** TEXTAUSZUG **
___

# Brauche noch Rat zur Randbefestigung



## bmüller (4. Nov. 2007)

ich suche noch nach Rat für eine feste Randbefestigung.

Habe das Problem ,daß ich nicht bis zum Betonring unter Hecke (siehe Foto mit der Folie kann .
Ich müßte also irrgendwie im Abstand von ca 10cm einen Ring herstellen.
Die Höhe kann 30cm sein.

Auf dem erstem Bild (Rohbau)besser zu erkennen

Hab schon geschaut ob ich so etwas in Kunststoff bekomme, hatte aber noch nichts gefunden .

Hatte mir auch schon überlegt einen schmalen Betonring dort ein zu bauen, weiß nur nicht wie ich den verschalen soll.


----------



## MeneMeiner (4. Nov. 2007)

*AW: Brauche noch Rat zur Randbefestigung*

Hallo bmüller,

irgendwe komme ich mit deinen Daten / Beschreibungen / Fragen nicht ganz klar... 

Ist Bild 2 der Zustand vorher (weil Folie ja noch genug da ist)?

Wenn ja, würde ich sagen: Nix verlängern oder flicken, sondern Lehrgeld zahlen und größere Folie kaufen. Dürfte bei der Größe nicht sonderlich viel kosten. Es sei denn, man hat gerade einen Engpass  

Gruß
Thomas


----------



## bmüller (4. Nov. 2007)

*AW: Brauche noch Rat zur Randbefestigung*



			
				MeneMeiner schrieb:
			
		

> Hallo bmüller,
> 
> irgendwe komme ich mit deinen Daten / Beschreibungen / Fragen nicht ganz klar...
> 
> ...



Irrgendwie haste mich falsch verstanden.

___

** GEGEBENE DATEN **
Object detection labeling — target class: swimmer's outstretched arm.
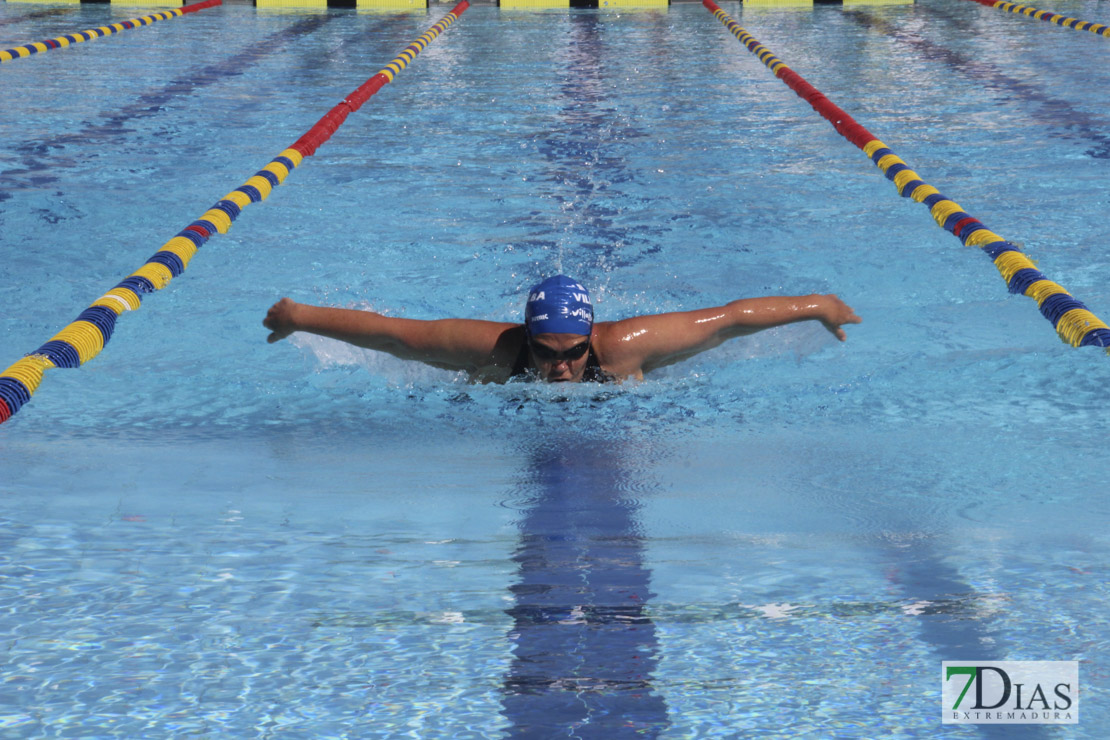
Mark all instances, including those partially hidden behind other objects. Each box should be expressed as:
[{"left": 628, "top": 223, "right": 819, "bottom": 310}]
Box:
[
  {"left": 262, "top": 298, "right": 521, "bottom": 372},
  {"left": 604, "top": 294, "right": 861, "bottom": 373}
]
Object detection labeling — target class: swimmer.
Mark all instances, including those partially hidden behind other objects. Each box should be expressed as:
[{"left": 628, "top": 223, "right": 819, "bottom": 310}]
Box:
[{"left": 262, "top": 275, "right": 860, "bottom": 383}]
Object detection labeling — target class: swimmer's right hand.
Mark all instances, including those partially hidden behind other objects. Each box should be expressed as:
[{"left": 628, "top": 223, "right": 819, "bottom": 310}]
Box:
[{"left": 262, "top": 298, "right": 300, "bottom": 344}]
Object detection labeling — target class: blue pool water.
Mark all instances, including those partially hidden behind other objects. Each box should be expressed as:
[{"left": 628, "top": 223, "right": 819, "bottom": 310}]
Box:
[{"left": 0, "top": 0, "right": 1110, "bottom": 738}]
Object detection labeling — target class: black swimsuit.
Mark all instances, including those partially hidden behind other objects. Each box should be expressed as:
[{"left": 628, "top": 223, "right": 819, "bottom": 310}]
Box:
[{"left": 509, "top": 339, "right": 617, "bottom": 383}]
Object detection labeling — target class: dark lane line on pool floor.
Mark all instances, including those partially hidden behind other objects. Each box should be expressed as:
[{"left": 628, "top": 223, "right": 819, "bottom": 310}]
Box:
[
  {"left": 511, "top": 12, "right": 666, "bottom": 272},
  {"left": 0, "top": 6, "right": 80, "bottom": 26},
  {"left": 502, "top": 435, "right": 669, "bottom": 740},
  {"left": 0, "top": 13, "right": 334, "bottom": 202},
  {"left": 844, "top": 6, "right": 1110, "bottom": 159}
]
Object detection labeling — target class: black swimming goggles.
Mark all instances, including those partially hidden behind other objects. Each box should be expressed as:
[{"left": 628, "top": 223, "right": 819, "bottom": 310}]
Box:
[{"left": 528, "top": 336, "right": 589, "bottom": 363}]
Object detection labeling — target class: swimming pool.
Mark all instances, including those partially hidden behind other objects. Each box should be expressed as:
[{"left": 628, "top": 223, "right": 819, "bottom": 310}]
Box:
[{"left": 0, "top": 0, "right": 1110, "bottom": 738}]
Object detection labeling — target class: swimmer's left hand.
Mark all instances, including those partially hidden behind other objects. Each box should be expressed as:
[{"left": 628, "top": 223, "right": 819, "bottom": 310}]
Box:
[
  {"left": 820, "top": 293, "right": 864, "bottom": 342},
  {"left": 262, "top": 298, "right": 299, "bottom": 344}
]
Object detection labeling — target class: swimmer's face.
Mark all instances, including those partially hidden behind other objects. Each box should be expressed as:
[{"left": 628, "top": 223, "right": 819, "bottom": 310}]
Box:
[{"left": 528, "top": 334, "right": 589, "bottom": 383}]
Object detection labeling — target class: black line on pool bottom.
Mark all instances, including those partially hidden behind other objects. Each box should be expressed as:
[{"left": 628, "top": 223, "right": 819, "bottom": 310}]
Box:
[
  {"left": 0, "top": 8, "right": 78, "bottom": 26},
  {"left": 844, "top": 6, "right": 1110, "bottom": 160},
  {"left": 502, "top": 440, "right": 668, "bottom": 740},
  {"left": 0, "top": 16, "right": 334, "bottom": 202}
]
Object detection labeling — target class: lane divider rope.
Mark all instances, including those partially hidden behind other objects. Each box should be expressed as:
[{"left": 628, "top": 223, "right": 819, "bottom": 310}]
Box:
[
  {"left": 971, "top": 0, "right": 1110, "bottom": 38},
  {"left": 702, "top": 0, "right": 1110, "bottom": 354},
  {"left": 0, "top": 0, "right": 470, "bottom": 424},
  {"left": 0, "top": 0, "right": 223, "bottom": 64}
]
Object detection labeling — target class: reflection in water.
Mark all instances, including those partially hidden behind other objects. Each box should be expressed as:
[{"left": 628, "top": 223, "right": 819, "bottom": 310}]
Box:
[
  {"left": 502, "top": 437, "right": 667, "bottom": 738},
  {"left": 845, "top": 7, "right": 1110, "bottom": 160}
]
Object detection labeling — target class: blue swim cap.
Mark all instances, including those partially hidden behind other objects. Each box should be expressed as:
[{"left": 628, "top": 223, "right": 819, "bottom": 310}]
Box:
[{"left": 524, "top": 275, "right": 594, "bottom": 336}]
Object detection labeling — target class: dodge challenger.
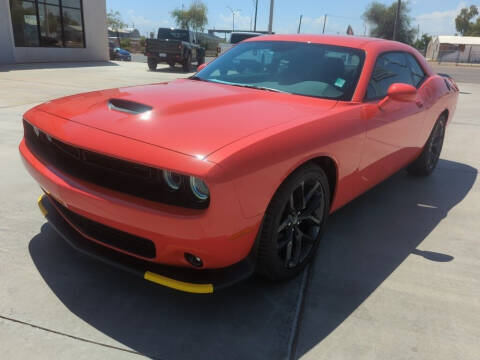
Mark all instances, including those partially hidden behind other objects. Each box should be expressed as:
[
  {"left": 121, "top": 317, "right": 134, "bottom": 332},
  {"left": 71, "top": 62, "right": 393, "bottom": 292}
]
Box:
[{"left": 20, "top": 35, "right": 458, "bottom": 293}]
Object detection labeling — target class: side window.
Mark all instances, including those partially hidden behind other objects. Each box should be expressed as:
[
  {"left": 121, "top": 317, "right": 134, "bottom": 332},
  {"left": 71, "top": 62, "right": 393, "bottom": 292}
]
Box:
[
  {"left": 405, "top": 54, "right": 425, "bottom": 87},
  {"left": 367, "top": 52, "right": 414, "bottom": 100}
]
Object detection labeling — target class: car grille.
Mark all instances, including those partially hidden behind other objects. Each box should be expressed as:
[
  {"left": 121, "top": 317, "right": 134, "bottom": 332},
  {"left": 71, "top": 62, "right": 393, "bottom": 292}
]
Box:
[
  {"left": 23, "top": 120, "right": 208, "bottom": 209},
  {"left": 48, "top": 196, "right": 155, "bottom": 259}
]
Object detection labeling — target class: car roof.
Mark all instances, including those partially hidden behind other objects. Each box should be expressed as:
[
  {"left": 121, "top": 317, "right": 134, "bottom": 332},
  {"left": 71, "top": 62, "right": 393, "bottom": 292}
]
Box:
[{"left": 245, "top": 34, "right": 400, "bottom": 49}]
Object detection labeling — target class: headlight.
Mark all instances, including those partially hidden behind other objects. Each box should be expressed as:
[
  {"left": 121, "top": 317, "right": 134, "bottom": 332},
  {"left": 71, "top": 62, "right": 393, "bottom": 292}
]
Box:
[
  {"left": 163, "top": 170, "right": 183, "bottom": 190},
  {"left": 190, "top": 176, "right": 210, "bottom": 201}
]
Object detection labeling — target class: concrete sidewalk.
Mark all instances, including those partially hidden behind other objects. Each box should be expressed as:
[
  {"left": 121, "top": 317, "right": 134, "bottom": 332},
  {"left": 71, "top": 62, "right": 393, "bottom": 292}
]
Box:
[{"left": 0, "top": 63, "right": 480, "bottom": 360}]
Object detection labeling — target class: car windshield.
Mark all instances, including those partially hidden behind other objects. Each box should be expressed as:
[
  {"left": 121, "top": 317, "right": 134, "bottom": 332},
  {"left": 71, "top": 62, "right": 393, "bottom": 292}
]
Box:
[
  {"left": 194, "top": 41, "right": 365, "bottom": 101},
  {"left": 158, "top": 29, "right": 188, "bottom": 41}
]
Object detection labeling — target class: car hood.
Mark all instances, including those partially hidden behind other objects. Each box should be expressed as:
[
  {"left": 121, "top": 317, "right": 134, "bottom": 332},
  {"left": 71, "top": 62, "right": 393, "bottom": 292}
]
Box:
[{"left": 37, "top": 79, "right": 336, "bottom": 157}]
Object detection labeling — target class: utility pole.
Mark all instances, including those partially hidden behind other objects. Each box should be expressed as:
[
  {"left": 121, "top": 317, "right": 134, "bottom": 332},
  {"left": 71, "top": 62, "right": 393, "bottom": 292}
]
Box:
[
  {"left": 297, "top": 15, "right": 303, "bottom": 34},
  {"left": 393, "top": 0, "right": 402, "bottom": 40},
  {"left": 253, "top": 0, "right": 258, "bottom": 31},
  {"left": 268, "top": 0, "right": 274, "bottom": 34},
  {"left": 227, "top": 6, "right": 241, "bottom": 32}
]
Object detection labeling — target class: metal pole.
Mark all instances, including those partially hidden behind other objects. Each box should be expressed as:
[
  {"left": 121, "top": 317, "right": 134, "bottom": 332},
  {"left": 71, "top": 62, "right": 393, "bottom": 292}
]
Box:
[
  {"left": 253, "top": 0, "right": 258, "bottom": 31},
  {"left": 268, "top": 0, "right": 274, "bottom": 34},
  {"left": 393, "top": 0, "right": 402, "bottom": 40}
]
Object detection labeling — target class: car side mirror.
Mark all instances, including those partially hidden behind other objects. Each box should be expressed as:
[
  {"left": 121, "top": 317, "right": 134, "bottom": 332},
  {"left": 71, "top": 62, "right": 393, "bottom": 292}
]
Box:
[{"left": 378, "top": 83, "right": 417, "bottom": 108}]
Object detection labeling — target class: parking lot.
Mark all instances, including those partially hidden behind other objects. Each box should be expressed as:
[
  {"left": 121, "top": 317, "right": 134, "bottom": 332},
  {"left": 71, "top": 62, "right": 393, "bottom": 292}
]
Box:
[{"left": 0, "top": 62, "right": 480, "bottom": 360}]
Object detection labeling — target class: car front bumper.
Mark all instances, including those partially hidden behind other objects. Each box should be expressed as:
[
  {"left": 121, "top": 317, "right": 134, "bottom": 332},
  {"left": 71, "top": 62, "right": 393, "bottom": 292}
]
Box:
[
  {"left": 38, "top": 195, "right": 255, "bottom": 294},
  {"left": 20, "top": 136, "right": 261, "bottom": 271}
]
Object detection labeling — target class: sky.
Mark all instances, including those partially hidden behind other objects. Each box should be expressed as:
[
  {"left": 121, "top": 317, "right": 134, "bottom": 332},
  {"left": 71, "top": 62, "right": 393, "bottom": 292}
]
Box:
[{"left": 106, "top": 0, "right": 480, "bottom": 36}]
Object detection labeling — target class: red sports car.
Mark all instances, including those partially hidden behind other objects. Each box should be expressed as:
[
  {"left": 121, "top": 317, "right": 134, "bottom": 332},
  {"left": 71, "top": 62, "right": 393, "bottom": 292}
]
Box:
[{"left": 20, "top": 35, "right": 458, "bottom": 293}]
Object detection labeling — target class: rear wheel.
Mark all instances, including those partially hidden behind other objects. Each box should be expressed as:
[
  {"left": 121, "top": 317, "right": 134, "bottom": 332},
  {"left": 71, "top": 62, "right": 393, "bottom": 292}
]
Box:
[
  {"left": 197, "top": 50, "right": 205, "bottom": 66},
  {"left": 407, "top": 115, "right": 447, "bottom": 176},
  {"left": 147, "top": 59, "right": 158, "bottom": 71},
  {"left": 257, "top": 164, "right": 330, "bottom": 280}
]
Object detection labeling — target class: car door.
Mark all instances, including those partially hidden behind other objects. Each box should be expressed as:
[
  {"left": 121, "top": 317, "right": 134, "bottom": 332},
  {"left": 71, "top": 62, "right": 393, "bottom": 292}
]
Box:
[{"left": 360, "top": 52, "right": 424, "bottom": 183}]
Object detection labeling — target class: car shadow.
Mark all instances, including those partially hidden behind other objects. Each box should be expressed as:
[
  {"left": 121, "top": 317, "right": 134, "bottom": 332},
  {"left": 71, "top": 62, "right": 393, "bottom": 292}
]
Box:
[
  {"left": 29, "top": 160, "right": 477, "bottom": 359},
  {"left": 296, "top": 160, "right": 477, "bottom": 357},
  {"left": 0, "top": 61, "right": 119, "bottom": 72}
]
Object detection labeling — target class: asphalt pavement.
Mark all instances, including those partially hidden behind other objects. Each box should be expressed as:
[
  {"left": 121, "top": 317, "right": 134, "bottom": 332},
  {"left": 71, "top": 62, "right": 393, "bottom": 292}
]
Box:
[{"left": 0, "top": 62, "right": 480, "bottom": 360}]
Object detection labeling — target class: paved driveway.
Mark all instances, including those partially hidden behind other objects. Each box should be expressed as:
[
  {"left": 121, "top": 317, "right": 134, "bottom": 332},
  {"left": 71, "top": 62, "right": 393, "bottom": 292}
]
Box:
[{"left": 0, "top": 63, "right": 480, "bottom": 360}]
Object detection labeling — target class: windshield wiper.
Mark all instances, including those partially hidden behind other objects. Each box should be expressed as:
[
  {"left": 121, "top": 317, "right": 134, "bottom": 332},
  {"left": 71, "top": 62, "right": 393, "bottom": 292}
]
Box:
[{"left": 229, "top": 83, "right": 290, "bottom": 94}]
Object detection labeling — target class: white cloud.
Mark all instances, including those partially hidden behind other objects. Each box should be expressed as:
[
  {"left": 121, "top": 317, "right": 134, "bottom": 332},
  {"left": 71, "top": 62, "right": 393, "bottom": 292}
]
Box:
[{"left": 415, "top": 1, "right": 467, "bottom": 35}]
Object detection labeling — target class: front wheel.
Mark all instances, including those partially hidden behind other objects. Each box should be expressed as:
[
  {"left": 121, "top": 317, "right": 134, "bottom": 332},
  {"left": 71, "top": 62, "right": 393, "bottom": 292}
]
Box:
[
  {"left": 257, "top": 164, "right": 330, "bottom": 280},
  {"left": 407, "top": 115, "right": 447, "bottom": 176},
  {"left": 147, "top": 59, "right": 157, "bottom": 71}
]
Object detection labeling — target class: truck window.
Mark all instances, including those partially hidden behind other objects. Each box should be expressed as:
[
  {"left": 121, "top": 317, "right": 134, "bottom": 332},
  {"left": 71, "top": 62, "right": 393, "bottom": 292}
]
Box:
[{"left": 158, "top": 28, "right": 189, "bottom": 42}]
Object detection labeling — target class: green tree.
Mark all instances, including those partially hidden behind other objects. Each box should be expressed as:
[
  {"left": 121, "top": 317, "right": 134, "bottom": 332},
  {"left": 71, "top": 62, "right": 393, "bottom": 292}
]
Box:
[
  {"left": 107, "top": 10, "right": 127, "bottom": 31},
  {"left": 363, "top": 1, "right": 417, "bottom": 44},
  {"left": 171, "top": 0, "right": 208, "bottom": 32},
  {"left": 455, "top": 5, "right": 480, "bottom": 36},
  {"left": 413, "top": 34, "right": 432, "bottom": 50}
]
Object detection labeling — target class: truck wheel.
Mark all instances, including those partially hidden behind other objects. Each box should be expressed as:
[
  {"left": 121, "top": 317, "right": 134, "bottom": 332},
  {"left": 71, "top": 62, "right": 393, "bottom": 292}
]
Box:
[
  {"left": 183, "top": 53, "right": 192, "bottom": 72},
  {"left": 147, "top": 59, "right": 157, "bottom": 71},
  {"left": 407, "top": 115, "right": 447, "bottom": 176}
]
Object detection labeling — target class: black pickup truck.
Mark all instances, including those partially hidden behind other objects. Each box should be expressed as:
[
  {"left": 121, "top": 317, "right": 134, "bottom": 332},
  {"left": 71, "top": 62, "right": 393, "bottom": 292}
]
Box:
[{"left": 145, "top": 28, "right": 205, "bottom": 72}]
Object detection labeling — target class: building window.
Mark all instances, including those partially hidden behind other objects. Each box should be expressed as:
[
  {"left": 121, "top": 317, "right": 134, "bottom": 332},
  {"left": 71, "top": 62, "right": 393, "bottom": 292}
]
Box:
[{"left": 10, "top": 0, "right": 85, "bottom": 48}]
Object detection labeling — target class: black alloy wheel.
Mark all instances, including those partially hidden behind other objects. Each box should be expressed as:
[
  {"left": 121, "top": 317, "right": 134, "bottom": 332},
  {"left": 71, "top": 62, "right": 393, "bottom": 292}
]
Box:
[
  {"left": 257, "top": 164, "right": 330, "bottom": 280},
  {"left": 183, "top": 53, "right": 192, "bottom": 72},
  {"left": 407, "top": 115, "right": 447, "bottom": 176}
]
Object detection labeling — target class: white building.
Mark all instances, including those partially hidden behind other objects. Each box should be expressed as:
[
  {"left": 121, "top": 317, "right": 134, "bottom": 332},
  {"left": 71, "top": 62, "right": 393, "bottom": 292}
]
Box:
[
  {"left": 0, "top": 0, "right": 109, "bottom": 64},
  {"left": 426, "top": 35, "right": 480, "bottom": 63}
]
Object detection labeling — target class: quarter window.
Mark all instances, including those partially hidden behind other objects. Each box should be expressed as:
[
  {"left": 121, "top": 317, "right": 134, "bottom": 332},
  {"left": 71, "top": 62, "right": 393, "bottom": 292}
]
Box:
[
  {"left": 10, "top": 0, "right": 85, "bottom": 47},
  {"left": 367, "top": 52, "right": 414, "bottom": 100}
]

___

** AUFGABE 1 **
Fasse die Forumsdiskussion in zwei Sätzen zusammen.
** AUFGABE 2 **
In welchem Abstand müsste bmüller laut der Forumsdiskussion den Ring herstellen?
** AUFGABE 3 **
Schreib aus der Forumsdiskussion die Stelle ab, die bei den Worten „Hab schon geschaut“ beginnt und nach „den verschalen soll.“ endet.

** LÖSUNG 1 **
bmüller sucht Rat für eine feste Randbefestigung, da der Betonring unter der Hecke nicht erreichbar ist, und müsste deshalb im Abstand von ca. 10 cm einen Ring mit 30 cm Höhe herstellen; Kunststoff dafür wurde noch nicht gefunden, und beim Bau eines schmalen Betonrings ist die Verschalung unklar. MeneMeiner fragt, ob Bild 2 den Zustand vorher zeigt, und rät in diesem Fall, nichts zu verlängern oder zu flicken, sondern eine größere Folie zu kaufen, worauf bmüller antwortet, falsch verstanden worden zu sein.

** LÖSUNG 2 **
Im Abstand von ca. 10 cm.

** LÖSUNG 3 **
Hab schon geschaut ob ich so etwas in Kunststoff bekomme, hatte aber noch nichts gefunden .

Hatte mir auch schon überlegt einen schmalen Betonring dort ein zu bauen, weiß nur nicht wie ich den verschalen soll.